Exercise directions: Change every "caribou" in the data below to "reindeer" and write all the lines out again, with nothing else altered.

Excerpted data:
* * * *

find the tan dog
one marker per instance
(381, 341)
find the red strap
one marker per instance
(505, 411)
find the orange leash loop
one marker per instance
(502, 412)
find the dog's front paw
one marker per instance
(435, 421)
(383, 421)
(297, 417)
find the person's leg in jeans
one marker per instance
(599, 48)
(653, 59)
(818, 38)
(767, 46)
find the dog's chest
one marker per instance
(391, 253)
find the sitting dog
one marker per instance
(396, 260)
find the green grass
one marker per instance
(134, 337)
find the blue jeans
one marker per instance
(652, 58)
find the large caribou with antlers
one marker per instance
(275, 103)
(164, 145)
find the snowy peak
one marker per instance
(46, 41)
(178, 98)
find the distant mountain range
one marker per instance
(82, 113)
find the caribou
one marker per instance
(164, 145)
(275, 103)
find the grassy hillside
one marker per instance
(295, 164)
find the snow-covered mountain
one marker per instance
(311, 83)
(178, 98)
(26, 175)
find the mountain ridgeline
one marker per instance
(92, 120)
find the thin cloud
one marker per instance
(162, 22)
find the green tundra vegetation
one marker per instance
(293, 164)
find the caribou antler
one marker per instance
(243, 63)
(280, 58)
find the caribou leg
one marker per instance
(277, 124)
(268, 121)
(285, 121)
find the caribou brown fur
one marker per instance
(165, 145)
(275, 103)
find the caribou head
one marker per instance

* * * *

Response to this exercise:
find the tan dog
one marker per instance
(381, 341)
find the red strap
one marker per instance
(505, 411)
find the orange leash loop
one marker per instance
(502, 412)
find the dog's front paw
one marker per instance
(435, 421)
(383, 421)
(297, 417)
find the person's leg in jeans
one marker per instance
(599, 48)
(653, 59)
(818, 38)
(767, 46)
find the dog's chest
one marker per instance
(391, 253)
find the sitting dog
one marker per instance
(396, 260)
find the green grass
one marker per instance
(134, 337)
find the blue jeans
one marker per instance
(652, 58)
find the large reindeer with antlers
one marker per instance
(275, 103)
(164, 145)
find the snowy peak
one marker per instance
(46, 41)
(178, 98)
find the distant mountain range
one marker per instance
(82, 113)
find the reindeer
one marker per instance
(164, 145)
(275, 103)
find the grassy hillside
one marker per instance
(295, 164)
find the snow-covered mountain
one marker per instance
(311, 83)
(178, 98)
(26, 175)
find the mountain ridgeline
one marker per instance
(92, 120)
find the thin cloud
one marker per instance
(162, 22)
find the green tundra vegetation
one marker per instance
(293, 164)
find the reindeer antler
one marker per instance
(243, 63)
(280, 58)
find the reindeer leg
one marker per instance
(277, 124)
(268, 121)
(285, 121)
find the reindeer brown fur
one marker per instance
(165, 145)
(275, 103)
find the reindeer head
one marker per instance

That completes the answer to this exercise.